PASSAGE TO READ —
--*--
# Ginny



## goldensmum (Oct 23, 2007)

Hey Ginny, hope you didn't think that we had forgotten your birthday - today you would have been 18 and I hope you are having a big party there at the bridge. 

It's not just today that we think of you, that happens every day, and I would do anything if I could have one more cuddle, one more kiss from you - and I know it will happen one day.

From the day you picked us to the day that we had to let you go, you gave us 15 years of unconditional love, you were our once in a lifetime girl and the massive hole that you left will never ever be filled.

Keep on running free Gin, play with your friends and look after Holly and Ralph and Kelly, and when you sleep softly at night know in your heart that you are forever loved and missed. 

Love you baby,Mum & Dadxx


----------



## honeysmum (Dec 4, 2007)

Beautiful photos of Ginny, I don't think I have seen those before, happy birthday at the bridge sweet girl, run free party hard with Holly Ralph and Kelly knowing your Mum and Dad will never forget you or your Anniversary's. 
Thinking of you Jan (hugs)


----------



## riddle03 (Jun 9, 2005)

Happy Birthday sweet Ginny !!


----------



## Willow52 (Aug 14, 2009)

Happy Birthday dear Ginny. Enjoy your party at the Bridge.


----------



## Sophie_Mom (Jan 21, 2009)

What a beautiful girl - Happy Birthday~


----------



## BeauShel (May 20, 2007)

Happy Birthday Dear Ginny!!! I know they are celebrating your birthday with lots of goodies and tasties at the bridge.


----------



## AmberSunrise (Apr 1, 2009)

Happy Birthday Ginny ..


----------



## cangolden (Oct 12, 2009)

have a fabulous birthday Ginny


----------



## AtticusJordie (Aug 15, 2006)
--*--
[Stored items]
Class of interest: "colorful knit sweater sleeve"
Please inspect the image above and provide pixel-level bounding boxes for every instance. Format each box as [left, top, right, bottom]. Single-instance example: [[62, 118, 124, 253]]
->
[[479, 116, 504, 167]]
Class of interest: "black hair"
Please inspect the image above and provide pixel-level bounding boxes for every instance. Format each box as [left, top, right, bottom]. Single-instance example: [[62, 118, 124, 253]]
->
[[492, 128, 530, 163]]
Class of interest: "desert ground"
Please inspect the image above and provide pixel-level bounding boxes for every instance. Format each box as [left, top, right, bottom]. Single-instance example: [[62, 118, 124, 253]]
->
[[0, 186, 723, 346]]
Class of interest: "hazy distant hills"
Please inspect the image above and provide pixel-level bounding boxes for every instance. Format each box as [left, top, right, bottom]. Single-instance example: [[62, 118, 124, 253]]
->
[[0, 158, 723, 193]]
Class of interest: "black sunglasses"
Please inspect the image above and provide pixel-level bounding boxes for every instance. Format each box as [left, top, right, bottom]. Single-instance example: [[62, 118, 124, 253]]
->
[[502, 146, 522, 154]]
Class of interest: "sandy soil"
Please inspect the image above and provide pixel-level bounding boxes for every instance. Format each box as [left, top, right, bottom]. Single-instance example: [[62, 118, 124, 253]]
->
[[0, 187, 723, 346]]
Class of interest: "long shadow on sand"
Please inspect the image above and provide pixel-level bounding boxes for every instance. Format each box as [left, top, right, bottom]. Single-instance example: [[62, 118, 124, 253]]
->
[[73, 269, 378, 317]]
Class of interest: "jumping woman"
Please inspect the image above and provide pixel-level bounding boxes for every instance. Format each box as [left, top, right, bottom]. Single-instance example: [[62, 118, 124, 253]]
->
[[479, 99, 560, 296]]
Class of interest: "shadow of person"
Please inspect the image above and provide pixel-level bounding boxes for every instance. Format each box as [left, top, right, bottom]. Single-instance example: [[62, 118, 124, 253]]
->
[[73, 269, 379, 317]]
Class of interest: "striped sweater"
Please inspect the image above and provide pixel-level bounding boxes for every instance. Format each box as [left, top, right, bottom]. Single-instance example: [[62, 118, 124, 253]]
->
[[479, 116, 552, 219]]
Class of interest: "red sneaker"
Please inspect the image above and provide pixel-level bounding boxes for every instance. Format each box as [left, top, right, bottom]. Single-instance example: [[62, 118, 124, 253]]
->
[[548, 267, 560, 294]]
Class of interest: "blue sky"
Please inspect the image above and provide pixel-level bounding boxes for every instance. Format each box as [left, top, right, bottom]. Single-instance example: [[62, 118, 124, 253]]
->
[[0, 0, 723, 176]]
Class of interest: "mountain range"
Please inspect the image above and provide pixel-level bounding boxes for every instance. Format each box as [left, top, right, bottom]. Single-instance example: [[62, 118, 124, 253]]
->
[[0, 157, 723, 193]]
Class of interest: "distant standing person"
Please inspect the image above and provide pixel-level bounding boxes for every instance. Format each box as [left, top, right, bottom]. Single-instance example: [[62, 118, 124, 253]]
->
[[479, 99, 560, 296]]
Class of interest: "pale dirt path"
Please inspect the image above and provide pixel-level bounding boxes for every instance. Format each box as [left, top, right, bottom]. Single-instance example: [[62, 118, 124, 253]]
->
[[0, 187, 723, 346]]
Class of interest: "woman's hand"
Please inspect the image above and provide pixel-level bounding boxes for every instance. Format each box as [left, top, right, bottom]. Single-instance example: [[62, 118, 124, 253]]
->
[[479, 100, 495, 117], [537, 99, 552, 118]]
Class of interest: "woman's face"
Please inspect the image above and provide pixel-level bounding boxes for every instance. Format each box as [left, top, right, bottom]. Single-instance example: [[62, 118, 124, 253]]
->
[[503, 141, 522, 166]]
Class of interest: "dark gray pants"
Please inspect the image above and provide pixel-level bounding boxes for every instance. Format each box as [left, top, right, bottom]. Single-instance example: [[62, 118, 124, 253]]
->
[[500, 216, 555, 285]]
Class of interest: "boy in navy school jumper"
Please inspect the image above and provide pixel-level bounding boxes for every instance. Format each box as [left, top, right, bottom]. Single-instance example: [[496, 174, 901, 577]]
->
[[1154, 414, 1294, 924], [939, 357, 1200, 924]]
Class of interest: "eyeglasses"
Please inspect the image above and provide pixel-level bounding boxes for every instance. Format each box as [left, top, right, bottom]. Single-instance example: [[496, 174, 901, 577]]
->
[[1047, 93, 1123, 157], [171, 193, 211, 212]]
--*--
LIST OF TASKS —
A - List the names of the friends that the first post in the memorial thread for Ginny asks her to look after.
B - Extend the memorial thread for Ginny from the point where it stops.
The stored items are separate from the memorial thread for Ginny.

RESULTS —
A - Holly, Ralph, and Kelly

B -
What a sweet remembrance--I can tell Ginny was loved very, very much.

Thanks for including us in on your tribute to a wonderful gal.

SJ


----------



## Duke's Momma (Mar 1, 2007)

Happy birthday, pretty girl. Please give Duke a big wet slobbery kiss from me to him (and him to you from me)


----------



## Cassie&Bailey'sMom (Feb 23, 2010)

Such a beautiful birthday wish to your beloved Ginny. I can feel your longing for her in your words, and I know that a day will come when you can cuddle with her for each and every birthday to follow. Happy 18th Birthday Ginny!


----------



## esSJay (Apr 13, 2009)

Very nice birthday tribute to Ginny, and what a beautiful girl she was! I'm very partial to her name because that was the name of our first golden, who passed away about 8 years ago - and the one who made me fall in love with the breed!


----------



## Augie's Mom (Sep 28, 2007)

Happy Birthday sweet Ginny!

What an adorable puppy and elegant lady you were.


----------



## Ruby'smom (Feb 4, 2008)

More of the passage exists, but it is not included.